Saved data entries
— Start —

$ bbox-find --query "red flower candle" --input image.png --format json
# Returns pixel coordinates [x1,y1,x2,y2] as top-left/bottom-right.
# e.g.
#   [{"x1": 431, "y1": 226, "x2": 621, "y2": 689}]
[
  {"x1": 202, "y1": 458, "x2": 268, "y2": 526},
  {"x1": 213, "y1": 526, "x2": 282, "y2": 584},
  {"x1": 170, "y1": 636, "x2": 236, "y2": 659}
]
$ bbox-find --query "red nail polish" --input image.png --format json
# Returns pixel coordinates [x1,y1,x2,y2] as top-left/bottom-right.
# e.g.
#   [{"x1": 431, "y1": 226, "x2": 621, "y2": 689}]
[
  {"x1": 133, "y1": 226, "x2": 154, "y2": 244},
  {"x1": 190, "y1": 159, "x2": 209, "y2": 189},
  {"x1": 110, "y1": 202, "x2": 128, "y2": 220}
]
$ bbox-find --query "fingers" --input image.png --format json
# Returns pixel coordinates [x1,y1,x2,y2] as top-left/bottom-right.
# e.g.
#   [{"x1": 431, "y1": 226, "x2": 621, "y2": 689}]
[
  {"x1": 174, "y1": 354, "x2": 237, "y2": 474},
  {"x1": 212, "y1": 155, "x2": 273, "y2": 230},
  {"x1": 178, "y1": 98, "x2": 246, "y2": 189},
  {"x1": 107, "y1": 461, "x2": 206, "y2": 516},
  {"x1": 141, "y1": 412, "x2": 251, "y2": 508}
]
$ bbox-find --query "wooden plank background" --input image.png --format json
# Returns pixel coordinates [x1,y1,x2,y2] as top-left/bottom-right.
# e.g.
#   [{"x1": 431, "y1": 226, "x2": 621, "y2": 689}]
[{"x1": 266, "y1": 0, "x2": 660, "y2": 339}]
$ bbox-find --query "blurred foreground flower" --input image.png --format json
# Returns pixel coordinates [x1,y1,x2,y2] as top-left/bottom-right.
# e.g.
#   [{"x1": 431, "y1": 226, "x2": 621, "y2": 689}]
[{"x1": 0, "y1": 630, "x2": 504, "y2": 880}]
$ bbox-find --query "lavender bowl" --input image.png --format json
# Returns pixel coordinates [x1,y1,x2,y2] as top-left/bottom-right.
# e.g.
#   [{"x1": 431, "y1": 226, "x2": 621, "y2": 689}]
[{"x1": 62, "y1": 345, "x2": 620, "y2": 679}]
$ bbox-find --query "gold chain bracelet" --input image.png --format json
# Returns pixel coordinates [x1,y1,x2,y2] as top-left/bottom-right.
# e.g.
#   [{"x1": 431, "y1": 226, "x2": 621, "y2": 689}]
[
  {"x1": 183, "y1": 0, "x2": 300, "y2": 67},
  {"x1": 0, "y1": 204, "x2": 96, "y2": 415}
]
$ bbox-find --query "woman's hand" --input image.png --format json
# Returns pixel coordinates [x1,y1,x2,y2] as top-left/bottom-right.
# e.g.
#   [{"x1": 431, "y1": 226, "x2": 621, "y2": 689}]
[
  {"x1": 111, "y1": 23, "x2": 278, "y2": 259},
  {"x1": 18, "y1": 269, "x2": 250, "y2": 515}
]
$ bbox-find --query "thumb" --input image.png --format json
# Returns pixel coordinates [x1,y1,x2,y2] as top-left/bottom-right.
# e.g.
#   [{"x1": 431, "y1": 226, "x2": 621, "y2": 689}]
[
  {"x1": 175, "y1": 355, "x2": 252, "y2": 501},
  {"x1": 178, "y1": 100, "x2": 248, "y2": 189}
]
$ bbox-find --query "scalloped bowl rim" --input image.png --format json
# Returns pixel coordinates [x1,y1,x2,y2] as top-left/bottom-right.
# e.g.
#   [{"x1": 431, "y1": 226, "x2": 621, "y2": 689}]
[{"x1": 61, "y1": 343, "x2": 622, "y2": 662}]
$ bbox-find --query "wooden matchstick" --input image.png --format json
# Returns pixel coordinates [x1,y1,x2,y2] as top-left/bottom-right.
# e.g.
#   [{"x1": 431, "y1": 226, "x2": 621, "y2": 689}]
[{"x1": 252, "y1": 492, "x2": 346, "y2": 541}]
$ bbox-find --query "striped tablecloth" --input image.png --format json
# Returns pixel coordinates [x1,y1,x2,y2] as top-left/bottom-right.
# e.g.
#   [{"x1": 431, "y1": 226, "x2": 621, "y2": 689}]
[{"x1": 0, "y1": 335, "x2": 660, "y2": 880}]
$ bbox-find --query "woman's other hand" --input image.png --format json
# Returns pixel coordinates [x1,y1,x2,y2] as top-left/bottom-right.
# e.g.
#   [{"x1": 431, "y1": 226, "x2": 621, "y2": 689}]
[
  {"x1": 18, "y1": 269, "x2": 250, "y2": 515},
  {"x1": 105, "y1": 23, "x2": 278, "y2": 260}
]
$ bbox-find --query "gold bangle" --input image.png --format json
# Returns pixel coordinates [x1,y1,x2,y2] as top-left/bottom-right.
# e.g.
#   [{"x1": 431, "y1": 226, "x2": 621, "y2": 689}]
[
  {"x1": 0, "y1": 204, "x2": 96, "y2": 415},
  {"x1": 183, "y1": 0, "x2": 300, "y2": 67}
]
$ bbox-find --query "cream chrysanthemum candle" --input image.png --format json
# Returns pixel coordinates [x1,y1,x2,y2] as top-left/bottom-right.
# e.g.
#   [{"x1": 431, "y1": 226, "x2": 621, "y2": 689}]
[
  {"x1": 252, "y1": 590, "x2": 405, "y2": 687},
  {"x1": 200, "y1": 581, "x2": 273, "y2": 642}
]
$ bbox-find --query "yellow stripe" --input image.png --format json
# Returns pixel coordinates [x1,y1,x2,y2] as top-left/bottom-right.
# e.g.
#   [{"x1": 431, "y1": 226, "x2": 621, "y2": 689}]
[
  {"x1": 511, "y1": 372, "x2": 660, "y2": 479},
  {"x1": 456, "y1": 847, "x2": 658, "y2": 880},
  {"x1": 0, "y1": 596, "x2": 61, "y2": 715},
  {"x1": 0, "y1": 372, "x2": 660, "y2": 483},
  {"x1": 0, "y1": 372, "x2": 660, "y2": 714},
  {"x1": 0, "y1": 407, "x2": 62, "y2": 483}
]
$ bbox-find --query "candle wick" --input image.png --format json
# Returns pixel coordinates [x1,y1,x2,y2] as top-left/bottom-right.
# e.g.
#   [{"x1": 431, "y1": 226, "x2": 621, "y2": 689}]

— End —
— Start —

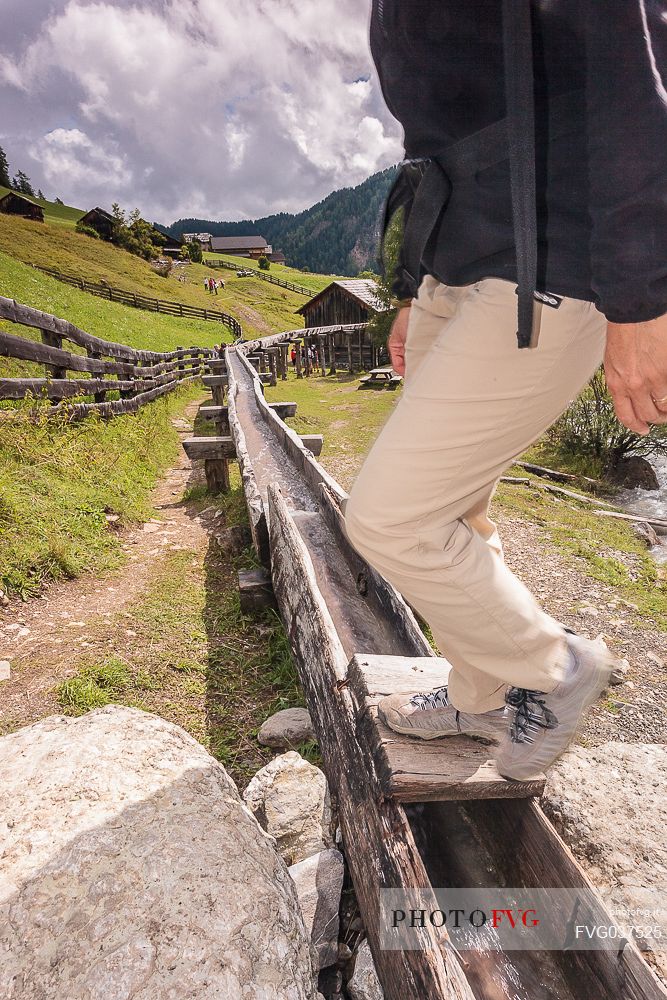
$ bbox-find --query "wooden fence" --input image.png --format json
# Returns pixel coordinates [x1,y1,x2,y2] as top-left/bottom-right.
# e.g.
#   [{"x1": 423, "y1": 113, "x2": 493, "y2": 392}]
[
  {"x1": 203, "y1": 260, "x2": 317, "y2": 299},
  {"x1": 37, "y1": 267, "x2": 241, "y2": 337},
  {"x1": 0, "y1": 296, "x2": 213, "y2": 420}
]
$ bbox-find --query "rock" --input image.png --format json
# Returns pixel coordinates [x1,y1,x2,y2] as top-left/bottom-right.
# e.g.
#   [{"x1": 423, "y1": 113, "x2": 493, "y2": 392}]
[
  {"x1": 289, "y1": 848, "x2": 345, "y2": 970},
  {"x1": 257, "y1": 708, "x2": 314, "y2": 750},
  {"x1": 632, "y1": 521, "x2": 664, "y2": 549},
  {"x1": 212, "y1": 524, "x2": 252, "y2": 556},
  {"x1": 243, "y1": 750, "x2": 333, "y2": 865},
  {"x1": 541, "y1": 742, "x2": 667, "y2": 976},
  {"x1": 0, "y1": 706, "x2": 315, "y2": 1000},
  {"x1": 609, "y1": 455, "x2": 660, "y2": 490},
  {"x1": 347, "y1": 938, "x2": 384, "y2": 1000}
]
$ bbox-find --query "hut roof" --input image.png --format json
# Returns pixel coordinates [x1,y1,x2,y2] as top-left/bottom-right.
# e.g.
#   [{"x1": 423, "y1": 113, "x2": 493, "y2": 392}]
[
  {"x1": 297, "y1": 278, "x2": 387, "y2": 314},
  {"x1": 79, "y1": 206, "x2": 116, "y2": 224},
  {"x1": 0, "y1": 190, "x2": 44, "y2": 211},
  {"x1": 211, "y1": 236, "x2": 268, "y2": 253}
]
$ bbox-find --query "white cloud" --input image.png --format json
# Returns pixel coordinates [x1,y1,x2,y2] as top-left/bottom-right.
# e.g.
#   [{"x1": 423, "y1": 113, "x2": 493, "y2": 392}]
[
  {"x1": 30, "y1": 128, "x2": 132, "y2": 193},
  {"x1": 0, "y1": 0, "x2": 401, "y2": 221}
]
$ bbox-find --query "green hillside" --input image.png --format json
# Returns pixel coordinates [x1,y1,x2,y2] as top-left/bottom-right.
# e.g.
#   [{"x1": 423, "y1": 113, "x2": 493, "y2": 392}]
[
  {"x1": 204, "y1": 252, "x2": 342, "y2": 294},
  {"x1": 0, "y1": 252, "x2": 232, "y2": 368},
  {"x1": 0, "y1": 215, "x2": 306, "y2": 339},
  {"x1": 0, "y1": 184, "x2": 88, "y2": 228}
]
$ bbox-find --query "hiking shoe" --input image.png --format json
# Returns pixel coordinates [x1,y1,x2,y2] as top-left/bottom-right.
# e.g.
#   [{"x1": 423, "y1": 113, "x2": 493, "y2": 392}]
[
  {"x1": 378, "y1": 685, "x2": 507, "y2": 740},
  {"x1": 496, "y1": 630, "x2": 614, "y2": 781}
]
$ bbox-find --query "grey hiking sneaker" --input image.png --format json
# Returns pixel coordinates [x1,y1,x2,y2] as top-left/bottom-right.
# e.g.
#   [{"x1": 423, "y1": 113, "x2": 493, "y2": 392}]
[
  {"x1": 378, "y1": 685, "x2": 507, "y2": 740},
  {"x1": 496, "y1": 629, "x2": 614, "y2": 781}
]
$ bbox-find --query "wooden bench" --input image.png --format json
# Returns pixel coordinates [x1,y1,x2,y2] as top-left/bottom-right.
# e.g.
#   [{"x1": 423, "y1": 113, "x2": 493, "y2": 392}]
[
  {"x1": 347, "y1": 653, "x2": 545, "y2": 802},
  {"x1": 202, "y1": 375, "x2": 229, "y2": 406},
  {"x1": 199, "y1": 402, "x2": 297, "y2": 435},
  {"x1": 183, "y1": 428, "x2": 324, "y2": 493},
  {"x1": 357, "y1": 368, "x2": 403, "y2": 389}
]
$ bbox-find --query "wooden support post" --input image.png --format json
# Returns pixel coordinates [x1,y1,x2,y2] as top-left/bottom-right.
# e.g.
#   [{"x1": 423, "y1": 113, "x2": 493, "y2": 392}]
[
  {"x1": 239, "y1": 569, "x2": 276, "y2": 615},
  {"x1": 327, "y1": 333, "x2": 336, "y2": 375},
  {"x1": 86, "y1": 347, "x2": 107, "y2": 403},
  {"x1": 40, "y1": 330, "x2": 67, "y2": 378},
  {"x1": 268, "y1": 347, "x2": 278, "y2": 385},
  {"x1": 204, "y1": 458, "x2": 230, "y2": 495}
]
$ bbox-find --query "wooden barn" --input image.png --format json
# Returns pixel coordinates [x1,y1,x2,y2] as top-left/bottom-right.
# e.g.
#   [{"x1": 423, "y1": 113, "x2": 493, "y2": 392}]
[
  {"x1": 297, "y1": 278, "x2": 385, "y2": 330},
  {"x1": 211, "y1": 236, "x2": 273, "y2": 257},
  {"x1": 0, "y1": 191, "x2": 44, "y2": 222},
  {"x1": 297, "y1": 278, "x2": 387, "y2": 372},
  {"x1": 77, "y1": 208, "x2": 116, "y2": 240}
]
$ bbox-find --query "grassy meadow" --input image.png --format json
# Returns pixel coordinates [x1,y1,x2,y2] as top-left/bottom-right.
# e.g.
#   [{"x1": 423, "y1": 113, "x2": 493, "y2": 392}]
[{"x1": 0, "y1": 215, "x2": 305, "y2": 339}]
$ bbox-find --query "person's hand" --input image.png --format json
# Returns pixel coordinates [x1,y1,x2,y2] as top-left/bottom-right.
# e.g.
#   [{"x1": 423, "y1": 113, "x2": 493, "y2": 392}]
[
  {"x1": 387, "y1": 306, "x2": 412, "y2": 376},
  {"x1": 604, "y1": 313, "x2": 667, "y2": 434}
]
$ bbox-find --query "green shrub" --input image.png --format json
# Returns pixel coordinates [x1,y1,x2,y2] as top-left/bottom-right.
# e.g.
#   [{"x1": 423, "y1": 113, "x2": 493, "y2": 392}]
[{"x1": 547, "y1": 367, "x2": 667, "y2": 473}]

— End —

→ Goal: Identify every line in the entries above that holds the string "candle", and copy each one. Case counts.

→ Result:
$ bbox-find --query "red flower candle" --input image.png --format json
$ bbox-find --query "cream chrysanthemum candle" --input image.png --format json
$ bbox-find --query "candle wick" --input image.png --format json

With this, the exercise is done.